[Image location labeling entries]
__________
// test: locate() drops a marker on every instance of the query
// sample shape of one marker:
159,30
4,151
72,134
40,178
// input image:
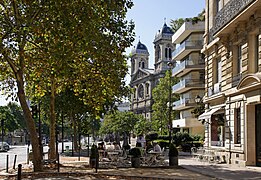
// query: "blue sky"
149,15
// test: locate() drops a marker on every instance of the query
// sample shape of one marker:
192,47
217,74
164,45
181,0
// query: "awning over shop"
208,114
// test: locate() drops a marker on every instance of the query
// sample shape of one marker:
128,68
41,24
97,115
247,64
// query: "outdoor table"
153,157
113,155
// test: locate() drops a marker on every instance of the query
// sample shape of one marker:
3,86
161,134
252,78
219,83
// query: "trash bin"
67,149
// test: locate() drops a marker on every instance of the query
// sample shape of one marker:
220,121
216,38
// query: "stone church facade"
144,79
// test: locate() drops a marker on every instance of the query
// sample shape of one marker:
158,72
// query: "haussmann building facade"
232,45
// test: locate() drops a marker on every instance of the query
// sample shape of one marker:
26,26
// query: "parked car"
5,146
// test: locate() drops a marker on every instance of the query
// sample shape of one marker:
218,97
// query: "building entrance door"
258,135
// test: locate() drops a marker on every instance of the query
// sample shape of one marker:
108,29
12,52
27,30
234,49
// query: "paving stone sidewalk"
189,168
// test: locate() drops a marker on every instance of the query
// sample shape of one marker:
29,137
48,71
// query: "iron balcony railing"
188,83
187,63
198,44
215,89
236,79
183,102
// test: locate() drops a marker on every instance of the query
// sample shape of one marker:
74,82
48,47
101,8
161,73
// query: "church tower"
139,58
163,48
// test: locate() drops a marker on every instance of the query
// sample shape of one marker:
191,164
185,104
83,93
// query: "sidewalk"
220,171
189,169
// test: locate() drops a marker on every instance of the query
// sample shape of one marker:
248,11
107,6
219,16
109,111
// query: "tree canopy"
47,45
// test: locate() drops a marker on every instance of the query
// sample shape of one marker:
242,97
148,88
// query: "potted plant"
94,157
135,154
173,155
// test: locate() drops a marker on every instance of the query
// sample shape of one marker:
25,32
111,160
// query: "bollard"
14,161
58,161
28,154
19,173
7,162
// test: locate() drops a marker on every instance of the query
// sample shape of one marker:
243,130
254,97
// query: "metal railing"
188,45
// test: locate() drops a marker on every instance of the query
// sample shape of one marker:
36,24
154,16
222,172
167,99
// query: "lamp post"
__________
→ **Task prompt**
Would you return the data exactly as written, without the pictures?

→ **Task output**
// test: locate() drops a marker on every instance of the query
// sample shape of one marker:
159,30
4,151
72,134
40,178
// input image:
// query: "blue sky"
149,15
// test: locate() drops a marker on every instance of the query
// sample shape of one marker:
192,47
217,74
164,45
181,0
// query: "awning over shop"
208,114
// test: locate() drops a marker on every instance of the query
// sample shape of one marker:
128,68
41,24
97,115
247,64
// query: "outdoor table"
153,157
113,155
// test: locate() drops a marker on every instance of the query
// sample shape of one marker:
3,86
161,134
252,78
219,83
// query: "trash bin"
67,149
// test: locate() drops a marker on every instance of the query
// sample shape of one marker:
220,121
216,38
// query: "stone church facade"
144,79
// test: locate() drops a marker on every instance of the query
// sample shape of one marker:
158,72
// query: "haussmann building facade"
232,45
// test: locate() drops a marker on every instance of the query
// sample shape of one marker:
26,26
// query: "parked car"
5,146
// test: locate() drops a marker on every instance of the query
// sample shape of one marker:
218,97
// query: "building entrance door"
258,135
// test: locate() drops a marker on every instance of the query
// sample shape of one marker:
108,29
12,52
27,30
234,49
// query: "paving stone sidewalk"
189,168
// test: locate() drops a marker on every instance of the query
// sample shape of one marker:
29,137
48,71
// query: "iron balcony railing"
188,83
187,63
198,44
215,89
236,79
183,102
// test: locate() drops a marker on every instance of the query
// sample shape of one marker:
74,82
48,47
101,8
161,73
// query: "church tower"
139,58
163,48
// test: locate() drops a marker on every instance of the query
// sample shape of one marker:
191,164
185,104
83,93
// query: "sidewalk"
220,171
189,169
// test: locate() drops a marker on every instance of the query
// sample shape of one marker:
248,11
107,6
219,16
109,111
// query: "tree canopy"
47,45
// test: locate() drops a marker on every instance of the query
// sample shape of one marker:
242,97
148,88
// query: "potted plant"
94,157
135,154
173,155
// test: locate() drops a marker on every instance of the query
// sample shape of one marker:
25,32
111,160
// query: "bollard"
14,161
58,161
28,154
19,173
7,162
// test: locate() drops a marker on every instance of the query
// sample shape of one marker:
243,130
254,97
// query: "metal railing"
188,45
// test: locate() drops a marker on every instance of the query
// sample shape of one marker:
36,24
154,16
222,172
167,99
// query: "lamp post"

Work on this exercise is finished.